* DOCUMENT SECTION *

___

Are cost, sustainability and performance something you value as a developer? A system that's faster, costs less money and has less impact on our planet? Sounds like a win to me.

In his 2023 re:Invent Keynote Dr. Werner Vogels introduced the idea of The Frugal Architect. Quoting directly from the website, they are a

Set of simple laws for building cost-aware, sustainable and modern architectures - Dr. Werner Vogels

The Frugal Architect follows 7 laws and these laws are covered in depth on the website. These laws are:

  1. Make Cost a Non-Functional Requirement
  2. Systems that Last Align Cost to Business
  3. Architecting is a series of trade-offs
  4. Unobserved Systems Lead to Unknown Costs
  5. Cost Aware Architectures Implement Cost Controls
  6. Cost Optimization is Incremental
  7. Unchallenged Success Leads to Assumptions

Clearly, cost is a big part of these laws. But as covered in the initial quote sustainability plays a big role as well. Cost can be considered to not just mean monetary cost but the cost to our planet.

Roughly an hour and 2 minutes (who's counting) into Werner's keynote he discusses different programming languages and their efficiency. The headline number:

Ruby & Python are more than 50x more expensive than C++ and Rust

For anyone who's tried to program in C++, you might recoil slightly at the first suggestion there. Re-writing entire systems into C++ might not be the most practical solution. But Rust, now we are talking.

As well as giving you cost, performance and sustainability benefits. Rust is also extremely secure, gives you strong typing, memory safety and has a hype train so long that the Stack Overflow Developer Survey should really start re-branding itself to the "What's the second best language because we know Rust is #1 survey?"

___

* EXERCISE 1 *
Return every line of the records that contains the word "tree", treating uppercase and lowercase letters as different.

Dataset records about where objects are located:
___

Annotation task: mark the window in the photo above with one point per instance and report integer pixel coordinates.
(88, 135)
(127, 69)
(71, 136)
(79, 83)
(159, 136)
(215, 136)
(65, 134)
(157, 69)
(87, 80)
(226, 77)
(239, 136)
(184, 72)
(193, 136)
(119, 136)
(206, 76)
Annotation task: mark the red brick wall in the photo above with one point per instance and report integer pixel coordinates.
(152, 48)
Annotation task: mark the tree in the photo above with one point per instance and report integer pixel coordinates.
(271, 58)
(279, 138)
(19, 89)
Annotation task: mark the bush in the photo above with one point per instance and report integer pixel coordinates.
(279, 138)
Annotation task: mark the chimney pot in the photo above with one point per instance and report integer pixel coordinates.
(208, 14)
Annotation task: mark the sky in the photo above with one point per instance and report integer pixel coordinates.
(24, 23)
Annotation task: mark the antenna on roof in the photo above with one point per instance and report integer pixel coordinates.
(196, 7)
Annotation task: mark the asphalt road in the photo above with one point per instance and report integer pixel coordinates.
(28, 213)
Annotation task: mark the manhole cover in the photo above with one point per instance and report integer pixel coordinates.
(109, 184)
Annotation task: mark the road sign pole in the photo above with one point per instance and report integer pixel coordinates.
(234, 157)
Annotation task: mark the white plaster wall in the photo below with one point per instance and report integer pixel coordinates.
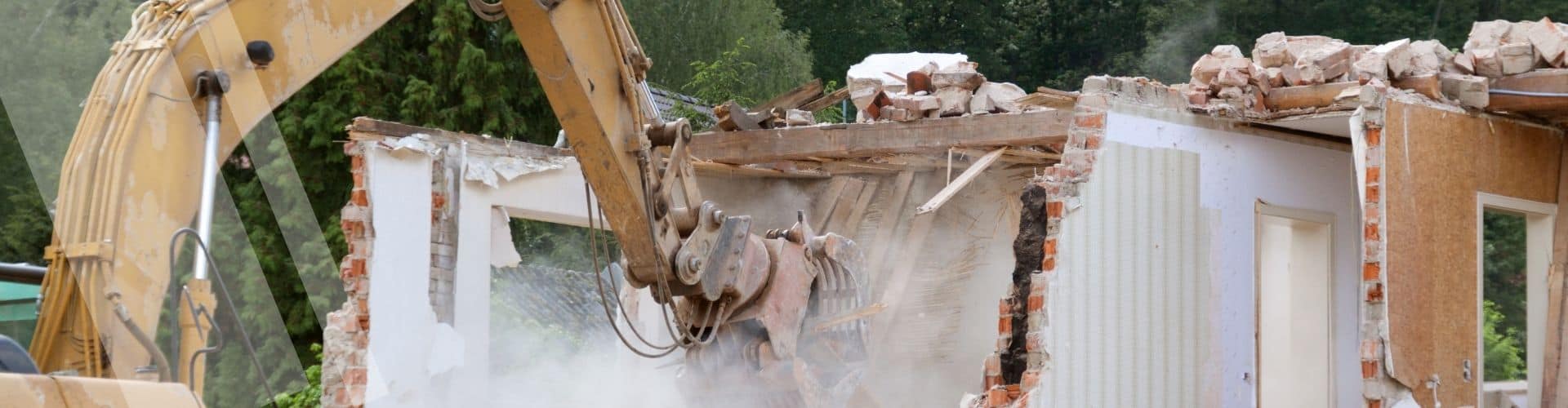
(1233, 171)
(399, 267)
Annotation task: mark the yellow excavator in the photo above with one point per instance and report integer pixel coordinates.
(192, 78)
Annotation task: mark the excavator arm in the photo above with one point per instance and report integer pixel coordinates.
(194, 78)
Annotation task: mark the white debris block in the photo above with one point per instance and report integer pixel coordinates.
(1487, 61)
(1295, 47)
(1227, 52)
(1468, 90)
(1428, 57)
(1382, 61)
(1489, 35)
(954, 101)
(1206, 69)
(862, 91)
(1235, 71)
(1269, 51)
(996, 96)
(875, 64)
(960, 74)
(1549, 41)
(1517, 59)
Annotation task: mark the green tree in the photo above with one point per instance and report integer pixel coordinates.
(676, 33)
(843, 32)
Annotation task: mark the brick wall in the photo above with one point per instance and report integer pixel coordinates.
(1058, 184)
(1379, 388)
(347, 333)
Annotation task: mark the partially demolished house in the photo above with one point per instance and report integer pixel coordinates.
(1297, 226)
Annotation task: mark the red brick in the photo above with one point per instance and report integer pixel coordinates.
(1089, 120)
(1371, 272)
(1031, 379)
(354, 375)
(1092, 142)
(996, 397)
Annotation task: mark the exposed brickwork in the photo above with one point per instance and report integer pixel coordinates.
(1058, 183)
(1379, 388)
(347, 333)
(444, 233)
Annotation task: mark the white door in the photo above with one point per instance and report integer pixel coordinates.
(1294, 313)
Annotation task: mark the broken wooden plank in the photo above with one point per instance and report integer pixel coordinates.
(959, 184)
(709, 168)
(826, 101)
(1049, 100)
(376, 129)
(734, 117)
(1305, 96)
(1542, 81)
(862, 313)
(1554, 380)
(866, 140)
(794, 98)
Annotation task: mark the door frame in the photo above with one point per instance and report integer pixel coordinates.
(1327, 219)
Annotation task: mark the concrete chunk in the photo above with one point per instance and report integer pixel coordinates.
(1549, 42)
(1468, 90)
(996, 96)
(1269, 51)
(954, 101)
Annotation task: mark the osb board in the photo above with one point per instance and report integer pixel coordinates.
(1435, 162)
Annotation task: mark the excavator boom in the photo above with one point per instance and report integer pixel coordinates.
(194, 78)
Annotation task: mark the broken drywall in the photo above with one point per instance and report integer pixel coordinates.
(1235, 170)
(1435, 162)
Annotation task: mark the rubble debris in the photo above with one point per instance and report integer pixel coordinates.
(1314, 73)
(1048, 98)
(1499, 47)
(996, 98)
(937, 90)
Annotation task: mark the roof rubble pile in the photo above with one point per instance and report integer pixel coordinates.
(789, 109)
(1302, 74)
(933, 90)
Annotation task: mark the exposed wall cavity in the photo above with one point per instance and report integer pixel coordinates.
(1148, 264)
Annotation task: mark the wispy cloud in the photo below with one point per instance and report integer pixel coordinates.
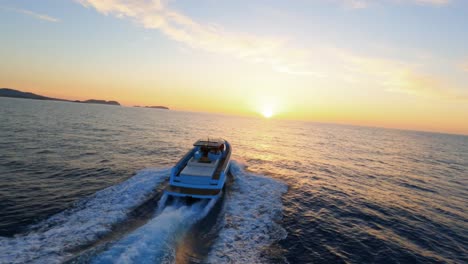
(317, 62)
(209, 37)
(32, 14)
(358, 4)
(464, 66)
(401, 77)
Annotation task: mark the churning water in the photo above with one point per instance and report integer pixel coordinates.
(81, 183)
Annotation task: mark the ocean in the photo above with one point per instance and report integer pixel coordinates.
(81, 183)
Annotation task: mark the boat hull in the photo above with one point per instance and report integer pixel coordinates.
(184, 182)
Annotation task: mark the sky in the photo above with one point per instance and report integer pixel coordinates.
(386, 63)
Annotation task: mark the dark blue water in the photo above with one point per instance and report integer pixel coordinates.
(81, 183)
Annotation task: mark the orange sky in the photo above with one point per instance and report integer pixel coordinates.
(351, 68)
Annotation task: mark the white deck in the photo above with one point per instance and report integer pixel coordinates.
(195, 168)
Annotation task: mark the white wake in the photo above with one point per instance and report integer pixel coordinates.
(155, 242)
(249, 224)
(88, 221)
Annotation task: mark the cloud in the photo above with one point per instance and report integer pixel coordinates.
(33, 14)
(358, 4)
(316, 62)
(464, 66)
(400, 77)
(212, 38)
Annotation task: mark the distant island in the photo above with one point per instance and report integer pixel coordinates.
(7, 92)
(154, 106)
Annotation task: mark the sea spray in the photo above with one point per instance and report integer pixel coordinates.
(155, 242)
(250, 215)
(52, 239)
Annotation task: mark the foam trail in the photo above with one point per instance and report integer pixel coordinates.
(161, 203)
(155, 241)
(249, 223)
(85, 223)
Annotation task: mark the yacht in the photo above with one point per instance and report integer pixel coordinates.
(202, 172)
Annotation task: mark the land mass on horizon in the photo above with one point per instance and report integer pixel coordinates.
(7, 92)
(154, 106)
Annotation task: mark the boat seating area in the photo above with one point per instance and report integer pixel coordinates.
(196, 168)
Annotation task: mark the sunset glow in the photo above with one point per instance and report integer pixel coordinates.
(267, 112)
(353, 62)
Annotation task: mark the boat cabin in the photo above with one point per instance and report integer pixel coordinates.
(206, 158)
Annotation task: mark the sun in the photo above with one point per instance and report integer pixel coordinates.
(267, 112)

___

* EXERCISE 2 *
In the text about the Frugal Architect, which two programming languages are said to be more than 50 times more expensive than C++ and Rust?

* TASK ANSWER 1 *
Annotation task: mark the tree in the photo above with one point per instance and report integer pixel coordinates.
Annotation task: mark the green tree in the photo above with one point per instance and report integer pixel coordinates.

* TASK ANSWER 2 *
Ruby and Python.